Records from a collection
★ ★ ★ ★ ★

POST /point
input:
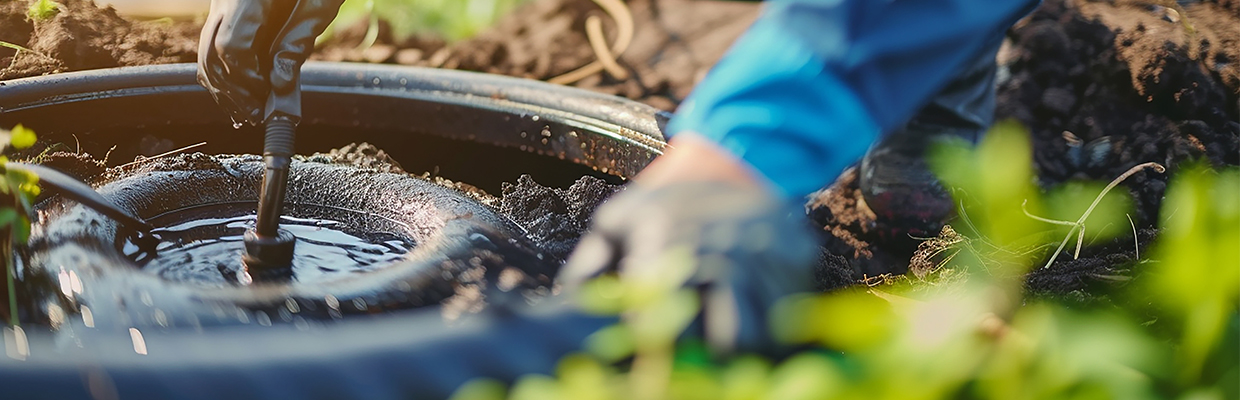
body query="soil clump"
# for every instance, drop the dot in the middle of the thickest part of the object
(1102, 87)
(84, 36)
(554, 218)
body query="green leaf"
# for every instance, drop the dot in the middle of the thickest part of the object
(8, 216)
(21, 138)
(44, 10)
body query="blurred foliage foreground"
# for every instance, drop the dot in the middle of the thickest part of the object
(450, 20)
(960, 328)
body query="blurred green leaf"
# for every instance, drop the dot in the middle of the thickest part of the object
(21, 138)
(481, 389)
(44, 10)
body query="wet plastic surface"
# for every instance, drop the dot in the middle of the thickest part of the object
(202, 245)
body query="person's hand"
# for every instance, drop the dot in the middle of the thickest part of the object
(748, 248)
(252, 50)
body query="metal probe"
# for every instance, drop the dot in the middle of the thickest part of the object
(268, 248)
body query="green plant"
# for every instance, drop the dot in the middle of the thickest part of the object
(448, 19)
(20, 190)
(44, 10)
(966, 338)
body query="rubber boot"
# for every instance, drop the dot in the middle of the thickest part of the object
(897, 182)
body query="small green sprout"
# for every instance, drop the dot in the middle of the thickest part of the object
(44, 10)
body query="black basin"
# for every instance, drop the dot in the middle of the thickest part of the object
(466, 126)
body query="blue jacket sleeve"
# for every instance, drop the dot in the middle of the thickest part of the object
(815, 82)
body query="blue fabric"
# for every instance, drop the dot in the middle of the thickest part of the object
(814, 83)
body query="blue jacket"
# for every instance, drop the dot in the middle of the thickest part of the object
(815, 82)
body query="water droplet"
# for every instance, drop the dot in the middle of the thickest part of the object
(15, 343)
(332, 304)
(139, 342)
(87, 317)
(263, 318)
(160, 317)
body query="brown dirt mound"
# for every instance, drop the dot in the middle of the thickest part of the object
(84, 36)
(673, 46)
(1126, 74)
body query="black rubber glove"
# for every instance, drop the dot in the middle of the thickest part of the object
(749, 252)
(251, 53)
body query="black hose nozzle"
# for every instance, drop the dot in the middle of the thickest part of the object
(268, 248)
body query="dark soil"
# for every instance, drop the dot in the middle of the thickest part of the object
(554, 218)
(673, 46)
(84, 36)
(1129, 81)
(1133, 79)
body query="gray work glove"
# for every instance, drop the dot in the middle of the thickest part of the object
(749, 250)
(251, 53)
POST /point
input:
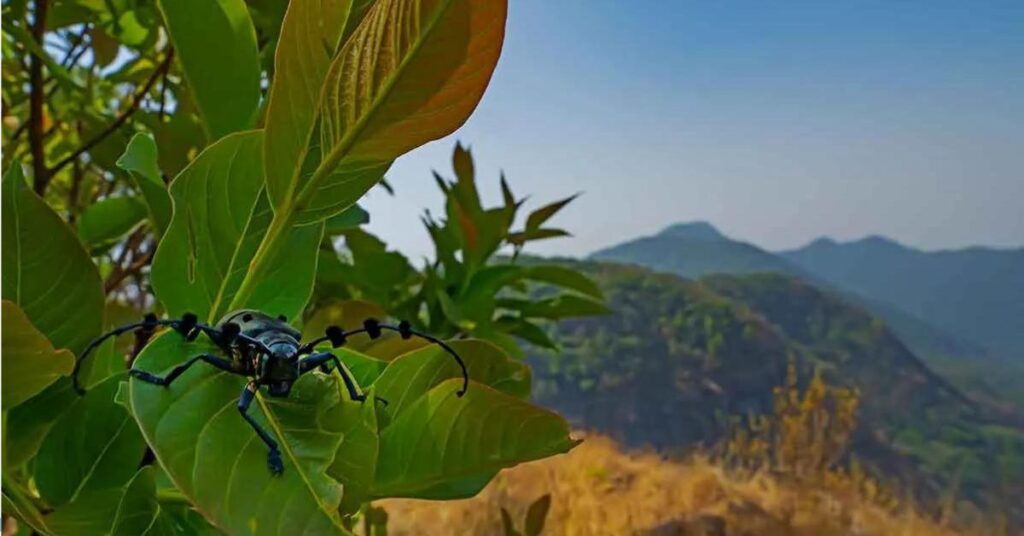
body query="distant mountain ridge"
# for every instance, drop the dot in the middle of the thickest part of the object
(976, 292)
(697, 249)
(678, 355)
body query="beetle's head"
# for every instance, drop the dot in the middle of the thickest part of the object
(282, 369)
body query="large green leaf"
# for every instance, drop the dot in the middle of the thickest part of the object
(412, 72)
(107, 220)
(309, 37)
(131, 509)
(413, 374)
(219, 463)
(416, 384)
(93, 446)
(441, 438)
(29, 422)
(216, 43)
(220, 216)
(45, 270)
(139, 160)
(30, 362)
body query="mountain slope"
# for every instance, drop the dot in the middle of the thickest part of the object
(677, 356)
(697, 249)
(976, 292)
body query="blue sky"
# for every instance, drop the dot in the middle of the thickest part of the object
(778, 122)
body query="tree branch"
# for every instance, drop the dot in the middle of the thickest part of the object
(121, 119)
(40, 176)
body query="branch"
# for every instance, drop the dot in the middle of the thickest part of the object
(122, 119)
(40, 176)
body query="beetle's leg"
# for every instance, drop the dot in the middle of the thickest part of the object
(273, 456)
(321, 360)
(220, 363)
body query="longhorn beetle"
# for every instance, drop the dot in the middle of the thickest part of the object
(267, 351)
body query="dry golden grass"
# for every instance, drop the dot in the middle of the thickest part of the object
(599, 489)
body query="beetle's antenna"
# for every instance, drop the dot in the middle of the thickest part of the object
(148, 322)
(372, 327)
(188, 326)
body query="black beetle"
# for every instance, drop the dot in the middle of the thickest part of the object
(266, 349)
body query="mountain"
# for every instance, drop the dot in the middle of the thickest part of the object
(977, 292)
(677, 356)
(697, 249)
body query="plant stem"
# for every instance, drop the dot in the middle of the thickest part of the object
(40, 176)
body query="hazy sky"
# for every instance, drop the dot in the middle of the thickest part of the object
(776, 121)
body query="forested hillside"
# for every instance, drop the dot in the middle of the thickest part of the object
(677, 357)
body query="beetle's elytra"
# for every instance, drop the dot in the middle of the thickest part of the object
(267, 351)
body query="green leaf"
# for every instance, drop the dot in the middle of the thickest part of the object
(138, 508)
(520, 238)
(109, 219)
(216, 44)
(127, 510)
(220, 217)
(89, 516)
(537, 514)
(93, 446)
(528, 331)
(565, 278)
(412, 72)
(29, 423)
(30, 362)
(139, 159)
(216, 459)
(412, 375)
(309, 37)
(442, 438)
(104, 47)
(45, 270)
(539, 216)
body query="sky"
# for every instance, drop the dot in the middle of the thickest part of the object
(777, 122)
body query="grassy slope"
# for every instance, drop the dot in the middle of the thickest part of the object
(679, 355)
(598, 489)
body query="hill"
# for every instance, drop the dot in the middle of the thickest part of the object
(677, 356)
(975, 292)
(697, 249)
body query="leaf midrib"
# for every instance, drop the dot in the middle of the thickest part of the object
(341, 150)
(272, 421)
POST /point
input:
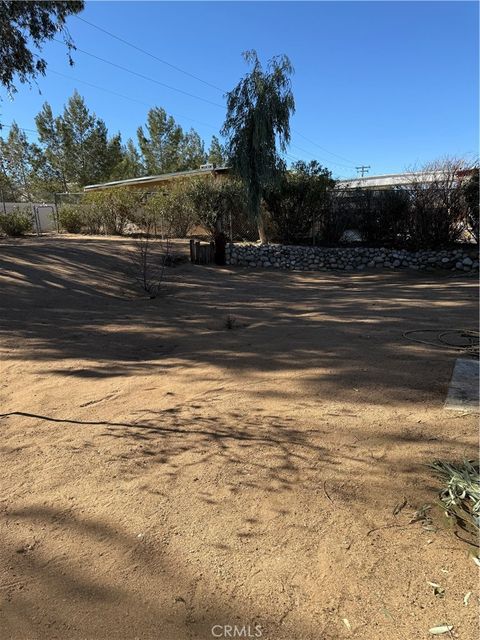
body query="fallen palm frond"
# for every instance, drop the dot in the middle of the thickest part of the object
(460, 495)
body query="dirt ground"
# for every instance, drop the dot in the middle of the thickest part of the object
(163, 476)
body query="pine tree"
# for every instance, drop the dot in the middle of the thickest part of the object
(17, 154)
(50, 158)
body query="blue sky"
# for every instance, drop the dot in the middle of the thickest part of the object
(387, 84)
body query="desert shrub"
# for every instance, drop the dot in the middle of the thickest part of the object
(299, 201)
(470, 190)
(460, 494)
(170, 211)
(91, 219)
(116, 207)
(438, 207)
(70, 218)
(338, 217)
(16, 223)
(213, 201)
(384, 217)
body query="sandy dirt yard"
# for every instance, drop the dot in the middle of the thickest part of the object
(164, 477)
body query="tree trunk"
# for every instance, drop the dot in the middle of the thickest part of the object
(261, 229)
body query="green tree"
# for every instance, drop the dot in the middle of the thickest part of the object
(258, 119)
(25, 23)
(85, 139)
(165, 147)
(160, 145)
(298, 202)
(17, 154)
(216, 153)
(130, 164)
(51, 158)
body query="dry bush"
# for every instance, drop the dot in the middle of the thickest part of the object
(149, 259)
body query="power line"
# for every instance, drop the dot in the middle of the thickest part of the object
(362, 169)
(122, 95)
(147, 53)
(323, 148)
(344, 166)
(144, 77)
(191, 75)
(11, 126)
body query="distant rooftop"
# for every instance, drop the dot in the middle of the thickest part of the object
(158, 179)
(396, 179)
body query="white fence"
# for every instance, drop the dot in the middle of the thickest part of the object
(43, 214)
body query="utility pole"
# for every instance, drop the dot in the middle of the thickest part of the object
(362, 169)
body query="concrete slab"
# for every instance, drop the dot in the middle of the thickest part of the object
(463, 392)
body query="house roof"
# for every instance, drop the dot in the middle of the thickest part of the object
(397, 179)
(152, 180)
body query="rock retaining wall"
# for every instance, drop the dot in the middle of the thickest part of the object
(303, 258)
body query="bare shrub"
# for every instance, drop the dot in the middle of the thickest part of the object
(438, 205)
(150, 257)
(116, 207)
(171, 210)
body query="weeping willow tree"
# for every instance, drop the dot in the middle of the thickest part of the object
(257, 126)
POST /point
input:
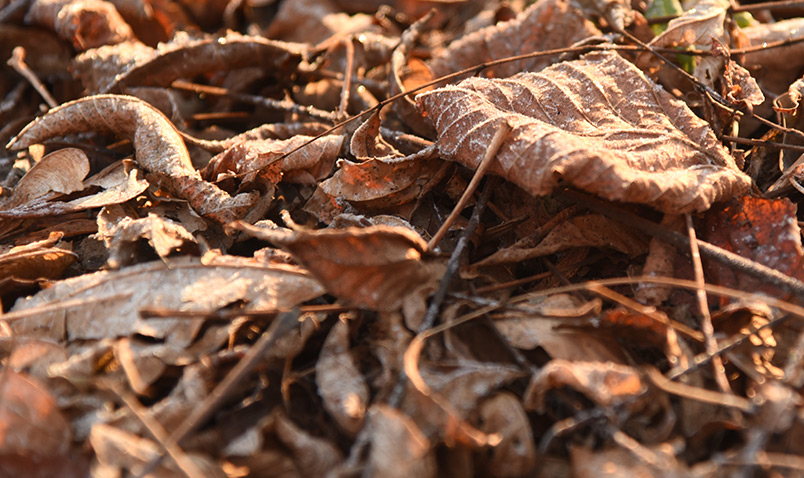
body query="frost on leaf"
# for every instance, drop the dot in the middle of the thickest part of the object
(159, 149)
(596, 123)
(546, 25)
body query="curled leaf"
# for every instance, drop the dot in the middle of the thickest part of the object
(375, 267)
(597, 123)
(159, 148)
(545, 25)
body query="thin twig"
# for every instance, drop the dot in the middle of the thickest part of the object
(703, 307)
(156, 429)
(446, 281)
(730, 259)
(491, 152)
(17, 61)
(280, 326)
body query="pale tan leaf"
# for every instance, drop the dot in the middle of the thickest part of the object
(265, 160)
(314, 456)
(121, 233)
(108, 302)
(546, 25)
(119, 183)
(607, 384)
(516, 454)
(37, 260)
(593, 230)
(340, 383)
(375, 267)
(597, 123)
(60, 172)
(30, 422)
(697, 26)
(158, 147)
(85, 23)
(398, 447)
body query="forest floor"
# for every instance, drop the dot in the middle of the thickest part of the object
(425, 238)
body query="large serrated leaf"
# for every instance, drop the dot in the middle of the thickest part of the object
(597, 123)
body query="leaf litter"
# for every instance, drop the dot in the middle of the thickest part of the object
(203, 274)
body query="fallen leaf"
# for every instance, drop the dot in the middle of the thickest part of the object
(516, 454)
(597, 123)
(340, 383)
(763, 230)
(545, 25)
(592, 230)
(314, 456)
(159, 149)
(84, 23)
(121, 233)
(108, 302)
(375, 267)
(398, 447)
(30, 422)
(605, 383)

★ ★ ★ ★ ★

SHORT TASK
Please gather every line of the data above that contains the string "shrub", matching case exactly.

ANSWER TO THIS TASK
body query="desert shrub"
body query="bare shrub"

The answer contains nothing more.